What the task asks
Rename "standing player" to "standing athlete" in everything from the line with "Pest-scouting request: point out the silver hair" down to the last line. Give back only those lines, with all else unchanged.

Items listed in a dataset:
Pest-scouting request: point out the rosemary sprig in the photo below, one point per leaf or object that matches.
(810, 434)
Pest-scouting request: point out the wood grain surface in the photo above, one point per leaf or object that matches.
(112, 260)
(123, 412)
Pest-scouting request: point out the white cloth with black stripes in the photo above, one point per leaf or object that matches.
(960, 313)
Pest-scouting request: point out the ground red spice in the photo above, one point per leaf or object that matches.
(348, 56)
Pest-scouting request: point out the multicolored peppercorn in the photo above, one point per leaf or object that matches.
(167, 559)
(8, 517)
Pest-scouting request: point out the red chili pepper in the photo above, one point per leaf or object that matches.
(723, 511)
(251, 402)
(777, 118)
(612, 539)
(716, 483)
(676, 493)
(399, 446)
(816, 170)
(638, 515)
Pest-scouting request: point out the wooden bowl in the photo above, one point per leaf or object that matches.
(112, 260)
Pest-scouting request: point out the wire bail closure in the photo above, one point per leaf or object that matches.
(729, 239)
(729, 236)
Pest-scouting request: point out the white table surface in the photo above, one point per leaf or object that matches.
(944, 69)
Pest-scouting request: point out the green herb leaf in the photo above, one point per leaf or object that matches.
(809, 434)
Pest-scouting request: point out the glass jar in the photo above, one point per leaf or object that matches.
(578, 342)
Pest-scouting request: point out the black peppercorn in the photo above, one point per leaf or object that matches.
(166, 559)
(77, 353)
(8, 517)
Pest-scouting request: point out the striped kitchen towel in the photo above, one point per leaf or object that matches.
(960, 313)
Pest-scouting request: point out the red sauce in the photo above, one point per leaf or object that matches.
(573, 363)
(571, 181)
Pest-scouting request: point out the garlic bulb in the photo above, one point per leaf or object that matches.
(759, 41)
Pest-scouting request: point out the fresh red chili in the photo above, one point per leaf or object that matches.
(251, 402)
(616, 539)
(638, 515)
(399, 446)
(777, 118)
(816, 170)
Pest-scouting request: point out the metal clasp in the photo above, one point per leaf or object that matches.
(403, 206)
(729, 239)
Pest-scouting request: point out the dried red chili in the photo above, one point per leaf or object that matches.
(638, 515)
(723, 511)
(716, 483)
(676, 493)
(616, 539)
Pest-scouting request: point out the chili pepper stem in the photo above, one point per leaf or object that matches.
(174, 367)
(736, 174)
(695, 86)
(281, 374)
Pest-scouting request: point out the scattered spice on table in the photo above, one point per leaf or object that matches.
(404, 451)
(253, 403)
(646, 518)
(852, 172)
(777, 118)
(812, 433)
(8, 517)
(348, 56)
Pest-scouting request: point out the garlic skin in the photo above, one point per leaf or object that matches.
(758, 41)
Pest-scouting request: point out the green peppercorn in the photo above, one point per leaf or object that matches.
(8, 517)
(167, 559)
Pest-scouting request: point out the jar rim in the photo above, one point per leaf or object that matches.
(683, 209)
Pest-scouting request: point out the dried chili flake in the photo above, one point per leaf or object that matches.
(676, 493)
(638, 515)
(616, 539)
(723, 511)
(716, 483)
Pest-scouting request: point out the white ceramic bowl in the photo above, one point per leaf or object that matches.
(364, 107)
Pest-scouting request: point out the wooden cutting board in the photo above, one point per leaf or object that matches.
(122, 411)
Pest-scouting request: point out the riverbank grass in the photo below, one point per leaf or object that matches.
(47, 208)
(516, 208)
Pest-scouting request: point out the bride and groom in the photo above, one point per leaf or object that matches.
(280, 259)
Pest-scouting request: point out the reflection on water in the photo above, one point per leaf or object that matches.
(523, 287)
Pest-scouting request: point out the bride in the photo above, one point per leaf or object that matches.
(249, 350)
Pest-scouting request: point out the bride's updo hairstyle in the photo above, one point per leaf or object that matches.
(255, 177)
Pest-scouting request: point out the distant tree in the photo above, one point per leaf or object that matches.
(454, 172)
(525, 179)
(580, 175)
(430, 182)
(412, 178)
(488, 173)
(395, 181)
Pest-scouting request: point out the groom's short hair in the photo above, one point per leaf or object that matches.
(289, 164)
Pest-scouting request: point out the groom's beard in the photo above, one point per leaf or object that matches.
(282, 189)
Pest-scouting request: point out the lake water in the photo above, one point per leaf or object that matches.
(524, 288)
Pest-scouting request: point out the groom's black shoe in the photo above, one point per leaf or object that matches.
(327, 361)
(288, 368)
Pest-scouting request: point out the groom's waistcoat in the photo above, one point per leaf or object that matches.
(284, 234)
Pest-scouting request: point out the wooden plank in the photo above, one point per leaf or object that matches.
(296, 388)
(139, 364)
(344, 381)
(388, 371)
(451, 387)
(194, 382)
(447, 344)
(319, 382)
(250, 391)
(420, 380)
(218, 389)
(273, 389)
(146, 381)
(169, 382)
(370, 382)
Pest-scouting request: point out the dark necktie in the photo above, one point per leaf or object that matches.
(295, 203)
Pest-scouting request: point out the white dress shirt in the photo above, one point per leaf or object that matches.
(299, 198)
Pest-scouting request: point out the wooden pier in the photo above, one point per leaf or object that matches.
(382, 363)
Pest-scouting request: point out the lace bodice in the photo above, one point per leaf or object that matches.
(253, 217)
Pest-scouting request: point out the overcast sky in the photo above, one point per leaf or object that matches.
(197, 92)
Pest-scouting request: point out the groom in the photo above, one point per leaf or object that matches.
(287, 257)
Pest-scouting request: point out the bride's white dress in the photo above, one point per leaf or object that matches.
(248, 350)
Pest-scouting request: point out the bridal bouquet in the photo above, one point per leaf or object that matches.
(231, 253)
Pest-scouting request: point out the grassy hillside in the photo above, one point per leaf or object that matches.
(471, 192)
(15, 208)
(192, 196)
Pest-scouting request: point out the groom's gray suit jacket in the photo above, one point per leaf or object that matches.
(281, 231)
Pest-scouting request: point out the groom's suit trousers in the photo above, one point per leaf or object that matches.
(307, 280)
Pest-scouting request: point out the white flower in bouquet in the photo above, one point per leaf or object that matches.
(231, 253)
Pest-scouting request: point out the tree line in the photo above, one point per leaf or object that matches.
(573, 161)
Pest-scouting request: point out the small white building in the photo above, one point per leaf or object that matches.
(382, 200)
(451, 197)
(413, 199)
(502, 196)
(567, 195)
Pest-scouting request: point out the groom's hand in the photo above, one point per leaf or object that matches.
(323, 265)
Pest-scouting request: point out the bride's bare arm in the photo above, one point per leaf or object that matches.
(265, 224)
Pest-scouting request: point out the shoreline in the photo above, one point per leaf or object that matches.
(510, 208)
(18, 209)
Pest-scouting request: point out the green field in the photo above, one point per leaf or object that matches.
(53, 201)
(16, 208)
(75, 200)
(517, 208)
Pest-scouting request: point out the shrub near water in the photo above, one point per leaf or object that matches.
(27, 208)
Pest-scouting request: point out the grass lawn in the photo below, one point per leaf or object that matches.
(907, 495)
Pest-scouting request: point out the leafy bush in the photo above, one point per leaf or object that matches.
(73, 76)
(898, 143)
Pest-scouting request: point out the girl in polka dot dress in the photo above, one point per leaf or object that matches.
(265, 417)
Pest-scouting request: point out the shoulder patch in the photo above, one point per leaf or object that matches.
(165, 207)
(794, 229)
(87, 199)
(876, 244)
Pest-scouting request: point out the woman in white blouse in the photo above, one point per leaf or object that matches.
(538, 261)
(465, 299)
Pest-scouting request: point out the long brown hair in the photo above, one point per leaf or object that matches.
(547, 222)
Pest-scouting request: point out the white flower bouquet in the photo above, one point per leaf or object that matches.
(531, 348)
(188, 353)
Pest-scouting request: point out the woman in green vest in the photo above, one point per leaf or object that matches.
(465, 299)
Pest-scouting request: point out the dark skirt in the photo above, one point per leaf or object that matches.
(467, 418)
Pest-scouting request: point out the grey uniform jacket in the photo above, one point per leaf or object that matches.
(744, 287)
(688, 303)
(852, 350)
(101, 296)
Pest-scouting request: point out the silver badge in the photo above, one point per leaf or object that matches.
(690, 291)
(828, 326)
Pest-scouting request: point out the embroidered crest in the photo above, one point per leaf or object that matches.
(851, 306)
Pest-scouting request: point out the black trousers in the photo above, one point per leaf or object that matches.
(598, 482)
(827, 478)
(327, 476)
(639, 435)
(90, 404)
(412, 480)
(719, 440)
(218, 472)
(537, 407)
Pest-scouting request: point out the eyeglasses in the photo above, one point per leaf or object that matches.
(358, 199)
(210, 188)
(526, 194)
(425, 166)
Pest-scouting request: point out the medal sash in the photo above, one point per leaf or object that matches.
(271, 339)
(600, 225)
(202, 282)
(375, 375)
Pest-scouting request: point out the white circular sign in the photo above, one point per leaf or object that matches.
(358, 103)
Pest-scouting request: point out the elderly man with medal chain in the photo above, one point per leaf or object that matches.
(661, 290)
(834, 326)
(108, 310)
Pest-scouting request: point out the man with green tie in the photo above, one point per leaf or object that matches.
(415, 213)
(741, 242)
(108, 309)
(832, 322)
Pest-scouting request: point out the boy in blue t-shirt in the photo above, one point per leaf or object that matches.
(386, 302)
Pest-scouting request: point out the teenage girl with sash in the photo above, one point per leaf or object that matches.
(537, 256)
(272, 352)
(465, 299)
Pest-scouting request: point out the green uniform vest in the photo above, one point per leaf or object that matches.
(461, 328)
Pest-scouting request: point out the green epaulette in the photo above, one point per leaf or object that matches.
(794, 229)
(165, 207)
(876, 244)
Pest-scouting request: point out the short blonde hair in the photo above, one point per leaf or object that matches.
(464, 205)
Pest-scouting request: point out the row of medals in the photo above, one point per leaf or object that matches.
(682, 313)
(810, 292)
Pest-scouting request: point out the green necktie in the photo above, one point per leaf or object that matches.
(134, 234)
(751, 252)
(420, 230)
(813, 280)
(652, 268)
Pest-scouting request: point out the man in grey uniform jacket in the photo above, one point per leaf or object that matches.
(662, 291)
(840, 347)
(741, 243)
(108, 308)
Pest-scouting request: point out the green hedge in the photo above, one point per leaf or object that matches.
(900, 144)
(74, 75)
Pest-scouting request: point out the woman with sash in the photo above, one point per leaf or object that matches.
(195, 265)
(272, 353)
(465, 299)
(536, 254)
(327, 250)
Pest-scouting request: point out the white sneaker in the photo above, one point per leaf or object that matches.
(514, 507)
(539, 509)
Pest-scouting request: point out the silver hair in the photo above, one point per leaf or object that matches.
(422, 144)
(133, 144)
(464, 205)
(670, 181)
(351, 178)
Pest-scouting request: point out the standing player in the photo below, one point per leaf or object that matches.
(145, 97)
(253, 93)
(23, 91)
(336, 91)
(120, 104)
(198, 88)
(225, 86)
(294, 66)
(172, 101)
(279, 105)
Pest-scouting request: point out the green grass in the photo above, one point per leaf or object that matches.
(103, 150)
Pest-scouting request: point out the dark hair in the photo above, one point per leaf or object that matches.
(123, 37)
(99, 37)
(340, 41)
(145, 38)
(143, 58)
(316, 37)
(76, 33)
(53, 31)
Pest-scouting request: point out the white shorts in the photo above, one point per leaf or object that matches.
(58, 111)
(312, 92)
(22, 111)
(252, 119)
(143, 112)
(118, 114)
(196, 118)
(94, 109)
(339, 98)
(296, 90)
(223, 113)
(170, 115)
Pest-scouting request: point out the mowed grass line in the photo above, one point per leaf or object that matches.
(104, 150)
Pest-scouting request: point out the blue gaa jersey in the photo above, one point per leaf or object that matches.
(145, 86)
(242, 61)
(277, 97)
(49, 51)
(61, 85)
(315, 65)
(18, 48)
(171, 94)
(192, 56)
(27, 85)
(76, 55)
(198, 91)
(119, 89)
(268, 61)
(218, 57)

Full solution
Pest-scouting request: point out the silver hair in the photo above, one point per leaf or object that matches.
(422, 144)
(133, 144)
(464, 205)
(670, 181)
(351, 178)
Pest-scouting request: point out the standing athlete in the photo below, one point per leaf or object that matches.
(145, 97)
(253, 93)
(23, 91)
(336, 91)
(120, 104)
(198, 88)
(225, 86)
(294, 66)
(172, 101)
(279, 105)
Pest-scouting request: point out the green grass in the photo above, one point per leaf or object that matches.
(103, 150)
Pest-scouting request: point out the dark hair in the photo above, one point per leaf or object that matches.
(123, 37)
(99, 37)
(340, 41)
(145, 38)
(143, 58)
(316, 37)
(76, 33)
(53, 31)
Pest-scouting request: point out the white shorts in the photo above, one point per leaf or object that matches.
(58, 111)
(312, 92)
(22, 111)
(252, 119)
(143, 112)
(118, 114)
(196, 118)
(94, 109)
(339, 98)
(296, 90)
(223, 113)
(170, 115)
Pest-scouting request: point out the mowed grass line in the photo above, one point per leaf or object that matches.
(104, 150)
Pest-scouting request: point out the blue gaa jersey in the photo above, one point per leaf or object that matches.
(145, 86)
(242, 61)
(277, 97)
(49, 51)
(61, 85)
(315, 65)
(18, 48)
(171, 94)
(192, 56)
(27, 85)
(76, 55)
(198, 91)
(119, 89)
(268, 61)
(218, 57)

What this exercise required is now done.